# The task
Count the lines of the records that contain the string "wall", and give only that number.

# Input records
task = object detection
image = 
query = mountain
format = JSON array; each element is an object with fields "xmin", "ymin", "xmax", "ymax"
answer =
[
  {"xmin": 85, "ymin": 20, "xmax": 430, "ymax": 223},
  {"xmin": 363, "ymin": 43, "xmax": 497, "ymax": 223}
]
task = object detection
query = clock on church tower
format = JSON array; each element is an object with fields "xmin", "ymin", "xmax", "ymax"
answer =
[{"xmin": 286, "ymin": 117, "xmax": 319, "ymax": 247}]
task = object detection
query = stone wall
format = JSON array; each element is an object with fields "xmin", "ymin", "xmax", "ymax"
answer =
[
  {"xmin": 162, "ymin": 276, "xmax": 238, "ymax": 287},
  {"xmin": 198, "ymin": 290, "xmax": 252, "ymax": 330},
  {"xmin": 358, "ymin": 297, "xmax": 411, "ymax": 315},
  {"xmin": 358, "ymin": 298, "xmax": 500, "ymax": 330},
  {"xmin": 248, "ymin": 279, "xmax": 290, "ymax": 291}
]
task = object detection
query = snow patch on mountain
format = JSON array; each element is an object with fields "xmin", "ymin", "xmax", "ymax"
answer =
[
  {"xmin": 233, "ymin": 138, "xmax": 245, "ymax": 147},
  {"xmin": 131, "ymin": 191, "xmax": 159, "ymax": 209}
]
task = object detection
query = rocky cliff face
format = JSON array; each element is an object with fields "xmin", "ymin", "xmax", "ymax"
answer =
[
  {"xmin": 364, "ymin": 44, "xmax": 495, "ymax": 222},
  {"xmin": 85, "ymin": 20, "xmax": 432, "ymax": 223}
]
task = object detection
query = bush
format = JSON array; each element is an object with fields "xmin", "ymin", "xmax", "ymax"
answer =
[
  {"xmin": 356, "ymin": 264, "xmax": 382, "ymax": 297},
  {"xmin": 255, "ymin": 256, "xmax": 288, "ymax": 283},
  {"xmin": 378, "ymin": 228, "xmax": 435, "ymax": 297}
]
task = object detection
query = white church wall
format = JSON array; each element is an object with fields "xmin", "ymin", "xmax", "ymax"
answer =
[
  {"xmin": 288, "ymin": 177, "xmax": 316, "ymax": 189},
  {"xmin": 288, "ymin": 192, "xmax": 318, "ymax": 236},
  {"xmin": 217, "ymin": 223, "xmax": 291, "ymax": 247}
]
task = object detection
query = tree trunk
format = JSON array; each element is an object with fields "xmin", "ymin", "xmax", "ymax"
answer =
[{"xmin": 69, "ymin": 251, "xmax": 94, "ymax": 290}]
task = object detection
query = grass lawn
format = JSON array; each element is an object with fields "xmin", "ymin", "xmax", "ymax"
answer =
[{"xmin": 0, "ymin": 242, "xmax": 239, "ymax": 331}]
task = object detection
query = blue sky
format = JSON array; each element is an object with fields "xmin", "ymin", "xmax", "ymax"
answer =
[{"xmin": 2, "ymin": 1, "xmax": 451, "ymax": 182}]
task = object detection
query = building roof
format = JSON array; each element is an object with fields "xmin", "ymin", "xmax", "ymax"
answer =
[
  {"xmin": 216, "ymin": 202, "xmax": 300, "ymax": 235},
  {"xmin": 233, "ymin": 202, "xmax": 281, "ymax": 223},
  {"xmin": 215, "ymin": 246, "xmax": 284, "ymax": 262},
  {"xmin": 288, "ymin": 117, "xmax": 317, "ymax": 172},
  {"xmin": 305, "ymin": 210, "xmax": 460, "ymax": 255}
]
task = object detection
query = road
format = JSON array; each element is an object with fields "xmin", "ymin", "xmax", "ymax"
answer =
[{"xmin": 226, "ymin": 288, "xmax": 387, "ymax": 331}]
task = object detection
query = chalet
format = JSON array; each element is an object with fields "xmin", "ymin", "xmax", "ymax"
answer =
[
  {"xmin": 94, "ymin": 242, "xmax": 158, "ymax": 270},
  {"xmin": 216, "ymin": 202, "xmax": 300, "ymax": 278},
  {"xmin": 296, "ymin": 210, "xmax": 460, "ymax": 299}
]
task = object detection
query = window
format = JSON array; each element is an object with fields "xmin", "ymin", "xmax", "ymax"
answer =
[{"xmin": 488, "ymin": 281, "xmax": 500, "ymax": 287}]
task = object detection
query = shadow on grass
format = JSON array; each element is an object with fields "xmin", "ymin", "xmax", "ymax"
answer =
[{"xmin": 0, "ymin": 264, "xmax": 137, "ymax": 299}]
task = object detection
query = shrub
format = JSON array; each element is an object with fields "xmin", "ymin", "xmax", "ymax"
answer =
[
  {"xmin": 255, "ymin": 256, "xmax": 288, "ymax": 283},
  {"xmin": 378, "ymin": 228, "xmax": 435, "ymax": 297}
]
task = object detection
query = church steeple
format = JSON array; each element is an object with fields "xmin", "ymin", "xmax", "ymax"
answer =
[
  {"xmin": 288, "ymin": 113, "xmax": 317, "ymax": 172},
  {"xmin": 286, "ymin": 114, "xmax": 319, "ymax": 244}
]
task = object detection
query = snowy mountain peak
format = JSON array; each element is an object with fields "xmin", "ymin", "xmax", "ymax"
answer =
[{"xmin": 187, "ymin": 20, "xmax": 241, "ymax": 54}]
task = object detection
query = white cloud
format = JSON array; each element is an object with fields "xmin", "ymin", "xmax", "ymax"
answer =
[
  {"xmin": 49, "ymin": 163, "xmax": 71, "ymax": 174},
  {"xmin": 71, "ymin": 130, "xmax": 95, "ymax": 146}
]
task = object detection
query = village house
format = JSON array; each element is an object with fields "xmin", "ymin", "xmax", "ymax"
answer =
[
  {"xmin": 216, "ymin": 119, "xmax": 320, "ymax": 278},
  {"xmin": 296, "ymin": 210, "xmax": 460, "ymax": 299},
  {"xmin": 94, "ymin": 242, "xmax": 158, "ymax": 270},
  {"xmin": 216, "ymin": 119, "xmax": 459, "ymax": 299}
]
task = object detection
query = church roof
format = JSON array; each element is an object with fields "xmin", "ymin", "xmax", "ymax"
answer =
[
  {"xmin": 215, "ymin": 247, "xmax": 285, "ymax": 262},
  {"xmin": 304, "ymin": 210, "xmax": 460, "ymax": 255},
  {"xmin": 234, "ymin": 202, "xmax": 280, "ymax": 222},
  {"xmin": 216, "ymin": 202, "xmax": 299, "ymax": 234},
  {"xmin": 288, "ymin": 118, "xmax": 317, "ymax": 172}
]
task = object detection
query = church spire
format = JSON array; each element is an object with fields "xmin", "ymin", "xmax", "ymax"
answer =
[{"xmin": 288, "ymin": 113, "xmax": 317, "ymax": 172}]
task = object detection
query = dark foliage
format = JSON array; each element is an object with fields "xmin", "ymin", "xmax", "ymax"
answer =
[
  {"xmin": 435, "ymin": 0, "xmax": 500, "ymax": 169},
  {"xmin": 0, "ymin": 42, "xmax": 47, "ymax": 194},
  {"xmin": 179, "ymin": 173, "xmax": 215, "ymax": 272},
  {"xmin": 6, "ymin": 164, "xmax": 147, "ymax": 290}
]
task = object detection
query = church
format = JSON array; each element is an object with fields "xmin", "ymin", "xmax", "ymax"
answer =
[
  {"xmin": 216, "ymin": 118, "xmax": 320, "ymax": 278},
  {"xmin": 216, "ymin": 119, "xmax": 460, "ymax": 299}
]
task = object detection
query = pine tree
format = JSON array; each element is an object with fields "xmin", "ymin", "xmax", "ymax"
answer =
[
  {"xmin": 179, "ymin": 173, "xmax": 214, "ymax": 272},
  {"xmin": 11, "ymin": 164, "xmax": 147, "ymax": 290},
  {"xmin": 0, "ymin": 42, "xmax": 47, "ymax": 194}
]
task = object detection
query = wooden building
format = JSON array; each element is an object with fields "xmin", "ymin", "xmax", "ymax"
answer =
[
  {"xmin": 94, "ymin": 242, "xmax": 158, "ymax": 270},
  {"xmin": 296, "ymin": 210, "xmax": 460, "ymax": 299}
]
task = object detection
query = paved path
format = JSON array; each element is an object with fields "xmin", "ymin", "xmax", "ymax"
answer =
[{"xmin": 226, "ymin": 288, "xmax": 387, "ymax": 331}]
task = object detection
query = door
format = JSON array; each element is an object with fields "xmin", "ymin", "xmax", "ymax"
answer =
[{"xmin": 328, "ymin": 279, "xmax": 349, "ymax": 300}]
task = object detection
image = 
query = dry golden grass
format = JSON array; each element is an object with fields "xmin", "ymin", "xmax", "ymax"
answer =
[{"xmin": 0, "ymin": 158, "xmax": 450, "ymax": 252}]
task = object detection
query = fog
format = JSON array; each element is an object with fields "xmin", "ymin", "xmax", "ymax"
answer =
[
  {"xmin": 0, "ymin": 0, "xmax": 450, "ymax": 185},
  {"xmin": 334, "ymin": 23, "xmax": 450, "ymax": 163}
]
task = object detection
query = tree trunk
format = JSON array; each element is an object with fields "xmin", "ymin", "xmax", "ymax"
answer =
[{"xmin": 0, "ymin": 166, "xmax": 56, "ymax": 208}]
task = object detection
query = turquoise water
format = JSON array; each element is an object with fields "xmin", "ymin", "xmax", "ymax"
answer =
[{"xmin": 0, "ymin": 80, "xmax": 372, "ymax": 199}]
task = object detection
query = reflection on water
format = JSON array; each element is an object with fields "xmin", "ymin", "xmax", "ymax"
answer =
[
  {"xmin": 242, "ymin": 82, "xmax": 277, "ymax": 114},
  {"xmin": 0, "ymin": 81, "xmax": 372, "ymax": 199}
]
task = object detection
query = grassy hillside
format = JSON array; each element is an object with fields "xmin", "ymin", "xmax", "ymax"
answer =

# Result of this exercise
2